ТЕКСТ ДЛЯ ЧТЕНИЯ ->
##############################

Покуда вышеописанное совершалось в Собрании и Париже, эмигранты, сначала обнадеженные бегством Людовика XVI, при известии об его аресте упали духом. Брат короля, бежавший в одно время с ним, но бывший более счастливым, добрался до Брюсселя один с полномочиями и титулом регента. Эмигранты после этого стали надеяться исключительно на европейскую помощь; офицеры стали дезертировать из-под своих знамен; 290 членов Собрания высказали протест против его декретов, надеясь этим путем оправдать нападение иностранных войск. Буйе написал угрожающее письмо, отчасти с несбыточной целью устрашить армию, а отчасти ради того, чтобы принять на себя всю ответственность за бегство короля; наконец, император австрийский, король прусский и граф д'Артуа собрались в Пильнице и составили здесь знаменитую Декларацию 27 августа, подготовившую вторжение во Францию, но не только не облегчившую участь короля, но, напротив, сделавшую бы ее более тяжелой, если бы Собрание, несмотря на угрозы толпы и иностранцев, не сохранило бы свое постоянное благоразумие и не осталось неизменно при своих прежних намерениях.

В Пильницкой декларации государи рассматривали дело Людовика XVI как дело свое личное. Они требовали, чтобы ему предоставлена была свобода отправиться, куда он пожелает, т. е. к ним, чтобы его восстановили на престоле, чтобы Собрание было распущено и чтобы владетельные немецкие принцы получили обратно свои феодальные права в Эльзасе. В случае отказа они угрожали Франции войной, в которой должны были принять участие все государства, поставившие себе задачей гарантировать существование французской монархии. Эта декларация вместо того, чтобы застращать, только раздражила и Собрание, и народ. Каждый задавал себе вопрос, по какому праву европейские государи вмешиваются во внутренние дела Франции, по какому праву они отдают приказания великому народу и ставят ему какие-то условия; а так как государи грозили силой, то народ стал готовиться к тому, чтобы дать отпор. Пограничные линии были приведены в состояние обороны, собрано под ружье 100 000 человек Национальной гвардии, и народ ожидал нападения неприятеля с полной уверенностью, что у себя дома и в момент революции его нет возможности победить.

##############################

ИСХОДНЫЙ МАТЕРИАЛ ->
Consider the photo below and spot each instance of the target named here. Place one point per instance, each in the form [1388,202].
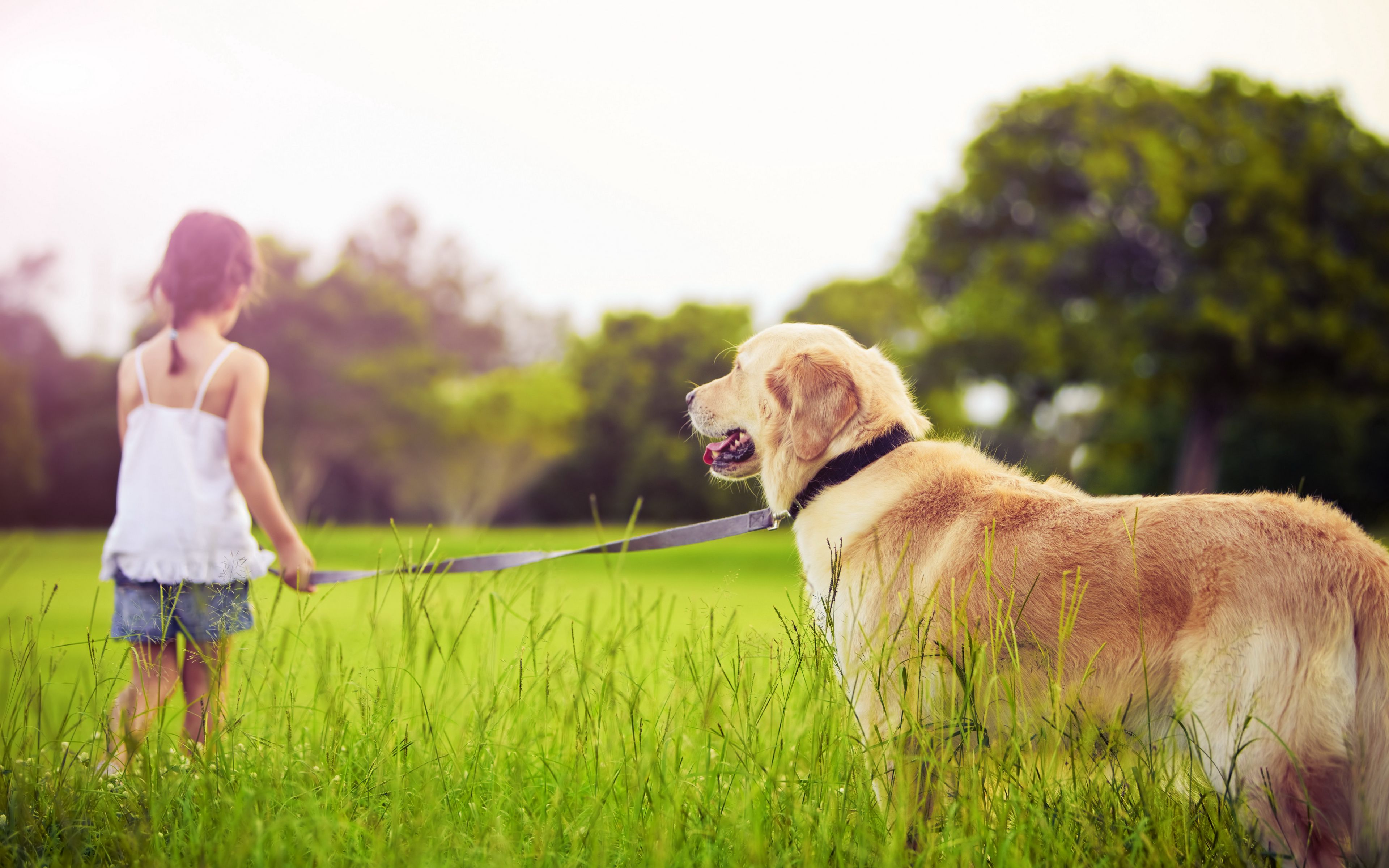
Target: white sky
[592,155]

##############################

ЗАДАНИЯ ->
a: Перечислите все требования, которые, согласно тексту для чтения, государи выдвинули в Пильницкой декларации.
b: Продолжите текст о Пильницкой декларации и подготовке Франции к отпору, начав сразу после его последнего предложения.

ОТВЕТЫ ->
a:
- Предоставить Людовику XVI свободу отправиться, куда он пожелает.
- Восстановить его на престоле.
- Распустить Собрание.
- Вернуть владетельным немецким принцам их феодальные права в Эльзасе.

b:
Между тем Собрание приближалось к концу своих трудов; гражданские отношения, общественные налоги, свойства преступлений и преследование их, производство следствий и наказания были выработаны так же старательно и полно, как и общие конституционные отношения. В законы о наследствах, в налоги и наказания был введен принцип полной равноправности; для того, чтобы принести все на королевское утверждение, оставалось только соединить все декреты в один общий кодекс. Собрание начинало уже уставать и от своих работ, и от своих распрей; сам народ, которому, как всегда во Франции, наскучивало все то, что длится слишком долго, желал нового народного представительства; созыв избирательных собраний был назначен на 5 августа. К несчастью, члены настоящего Собрания не имели права участвовать в следующем; так было постановлено еще до бегства короля в Варенн. В этом важном вопросе Собрание было увлечено бескорыстием одних, соперничеством других, анархическими притязаниями аристократов и посягательством на преобладание республиканцев. Напрасны были слова Дюпора: „Нас пичкают различного рода принципами, как же до сих пор никто не подумал, что постоянство есть также один из правительственных принципов? Неужели желают подвергать Францию, страну горячих и непостоянных голов, каждые два года революции в законах и во мнениях?“ Этого именно и ждали и якобинцы, и аристократы, но только с различной целью. Во всех подобного рода вопросах Учредительное собрание ошибалось или было порабощено; когда дело шло о министрах, то против мнения Мирабо оно приняло, что депутат не может занимать министерского места; зашла речь о переизбрании — оно декретировало, что его собственные члены не могут быть избраны во второй раз; оно пошло даже дальше и запретило депутатам в течение четырех лет, после роспуска Учредительного собрания, занимать какую бы то ни было должность по назначению короля. Эта всех охватившая мания бескорыстия заставила вскоре Лафайета отказаться от должности командира Национальной гвардии, а Байи от звания мэра, таким образом, эта замечательная эпоха совершенно прикончилась с Учредительным собранием, и от нее ничего не осталось ко времени Собрания законодательного.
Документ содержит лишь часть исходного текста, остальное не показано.